→ Source excerpt
Reputation: 13
I have a small project at home, where I need to scrape a website for links every once in a while and save the links in a txt file.
The script need to run on my Synology NAS, therefore the script needs to be written in bash script or python without using any plugins or external libraries as I can't install it on the NAS. (to my knowledge anyhow)
A link looks like this:
<a href="http://www.example.com">Example text</a>
I want to save the following to my text file:
Example text - http://www.example.com
I was thinking I could isolate the text with curl and some grep (or perhaps regex). First I looked into using Scrapy or Beutifulsoup, but couldn't find a way to install it on the NAS.
Could one of you help me put a script together?
Upvotes: 1
Views: 1378
Reputation: 98921
Based on your example, you need something like this:
wget -q -O- https://dl.dropboxusercontent.com/s/wm6mt2ew0nnqdu6/links.html?dl=1 | sed -r 's#<a href="([^"]+)">([^<]+)</a>.*$#\2 - \1#' > links.txt
cat links.txt
outputs:
1Visit W3Schools - http://www.w3schools.com/
2Visit W3Schools - http://www.w3schools.com/
3Visit W3Schools - http://www.w3schools.com/
4Visit W3Schools - http://www.w3schools.com/
5Visit W3Schools - http://www.w3schools.com/
6Visit W3Schools - http://www.w3schools.com/
7Visit W3Schools - http://www.w3schools.com/
Upvotes: 0
Reputation: 39365
You can use urllib2
that ships as free with Python. Using it you can easily get the html of any url
import urllib2
response = urllib2.urlopen('http://python.org/')

→ Data excerpts
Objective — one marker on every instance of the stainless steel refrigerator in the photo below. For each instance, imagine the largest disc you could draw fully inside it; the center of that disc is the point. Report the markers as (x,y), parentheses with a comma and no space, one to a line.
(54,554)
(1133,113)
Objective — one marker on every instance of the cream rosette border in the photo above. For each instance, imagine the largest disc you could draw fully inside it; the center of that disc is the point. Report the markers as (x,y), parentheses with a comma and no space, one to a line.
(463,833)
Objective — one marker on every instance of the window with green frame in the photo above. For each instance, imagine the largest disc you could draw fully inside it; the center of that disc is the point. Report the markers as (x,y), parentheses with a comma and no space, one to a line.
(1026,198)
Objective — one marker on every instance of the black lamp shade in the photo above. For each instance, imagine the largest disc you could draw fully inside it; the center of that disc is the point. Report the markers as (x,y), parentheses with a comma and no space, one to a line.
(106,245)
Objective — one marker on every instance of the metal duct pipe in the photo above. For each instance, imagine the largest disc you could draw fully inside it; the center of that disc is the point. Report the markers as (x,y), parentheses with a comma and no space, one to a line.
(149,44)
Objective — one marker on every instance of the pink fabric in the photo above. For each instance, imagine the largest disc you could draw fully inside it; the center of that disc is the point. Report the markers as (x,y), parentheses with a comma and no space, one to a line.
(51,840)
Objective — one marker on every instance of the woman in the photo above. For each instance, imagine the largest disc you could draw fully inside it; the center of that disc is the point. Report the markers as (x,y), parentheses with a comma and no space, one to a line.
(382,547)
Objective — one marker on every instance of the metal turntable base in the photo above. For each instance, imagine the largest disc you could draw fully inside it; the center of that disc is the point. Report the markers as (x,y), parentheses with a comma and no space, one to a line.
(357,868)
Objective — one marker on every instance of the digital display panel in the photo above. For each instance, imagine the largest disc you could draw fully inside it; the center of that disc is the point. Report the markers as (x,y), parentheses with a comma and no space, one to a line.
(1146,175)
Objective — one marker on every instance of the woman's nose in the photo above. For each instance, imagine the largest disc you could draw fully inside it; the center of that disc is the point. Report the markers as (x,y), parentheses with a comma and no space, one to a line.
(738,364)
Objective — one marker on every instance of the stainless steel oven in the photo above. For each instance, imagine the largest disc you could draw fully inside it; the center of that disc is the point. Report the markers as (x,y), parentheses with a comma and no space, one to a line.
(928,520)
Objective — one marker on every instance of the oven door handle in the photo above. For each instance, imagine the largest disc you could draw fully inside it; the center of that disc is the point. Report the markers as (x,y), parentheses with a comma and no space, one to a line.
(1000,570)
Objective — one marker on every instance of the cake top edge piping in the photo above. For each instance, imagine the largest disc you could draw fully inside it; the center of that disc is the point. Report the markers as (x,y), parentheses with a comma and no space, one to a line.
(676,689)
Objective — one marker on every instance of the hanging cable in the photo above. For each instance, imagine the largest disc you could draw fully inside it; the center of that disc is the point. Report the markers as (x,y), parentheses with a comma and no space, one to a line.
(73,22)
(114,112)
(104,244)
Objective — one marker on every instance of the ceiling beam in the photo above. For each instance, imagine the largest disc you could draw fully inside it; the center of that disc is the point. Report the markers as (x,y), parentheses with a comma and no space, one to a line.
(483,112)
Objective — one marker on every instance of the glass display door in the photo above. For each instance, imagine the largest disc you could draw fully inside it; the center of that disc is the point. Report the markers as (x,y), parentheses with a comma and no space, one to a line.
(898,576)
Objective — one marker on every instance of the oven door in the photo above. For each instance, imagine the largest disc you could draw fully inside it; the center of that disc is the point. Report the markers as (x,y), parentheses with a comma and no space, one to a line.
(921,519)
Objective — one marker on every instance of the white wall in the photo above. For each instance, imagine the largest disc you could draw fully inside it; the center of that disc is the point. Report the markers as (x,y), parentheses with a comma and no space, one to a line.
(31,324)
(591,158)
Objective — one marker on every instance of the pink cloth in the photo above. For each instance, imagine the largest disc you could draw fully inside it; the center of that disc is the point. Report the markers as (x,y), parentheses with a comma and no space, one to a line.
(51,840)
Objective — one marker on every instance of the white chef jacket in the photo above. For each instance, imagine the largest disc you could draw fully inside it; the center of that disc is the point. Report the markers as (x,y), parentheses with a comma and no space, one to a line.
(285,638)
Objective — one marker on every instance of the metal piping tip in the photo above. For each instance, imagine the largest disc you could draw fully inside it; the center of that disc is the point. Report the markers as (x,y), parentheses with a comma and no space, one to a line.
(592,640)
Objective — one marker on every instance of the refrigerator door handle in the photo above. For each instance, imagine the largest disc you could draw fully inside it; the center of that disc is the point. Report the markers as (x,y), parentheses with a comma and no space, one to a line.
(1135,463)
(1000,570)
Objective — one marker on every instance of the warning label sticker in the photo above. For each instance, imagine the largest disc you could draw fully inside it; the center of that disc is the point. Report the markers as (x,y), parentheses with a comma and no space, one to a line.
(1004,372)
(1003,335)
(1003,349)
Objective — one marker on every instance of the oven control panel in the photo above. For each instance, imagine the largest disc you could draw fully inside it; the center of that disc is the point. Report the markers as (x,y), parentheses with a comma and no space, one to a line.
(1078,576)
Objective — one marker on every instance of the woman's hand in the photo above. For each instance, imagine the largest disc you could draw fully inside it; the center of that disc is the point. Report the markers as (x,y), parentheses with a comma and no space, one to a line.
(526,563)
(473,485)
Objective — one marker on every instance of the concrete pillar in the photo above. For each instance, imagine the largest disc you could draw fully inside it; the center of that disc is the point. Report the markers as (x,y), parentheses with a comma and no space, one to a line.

→ What is expected
In the forum thread on scraping links, copy the passage that begins at the words "A link looks" and stops after "to install it on the NAS.", replacing "curl" with "wget" throughout.

→ In response
A link looks like this:
<a href="http://www.example.com">Example text</a>
I want to save the following to my text file:
Example text - http://www.example.com
I was thinking I could isolate the text with wget and some grep (or perhaps regex). First I looked into using Scrapy or Beutifulsoup, but couldn't find a way to install it on the NAS.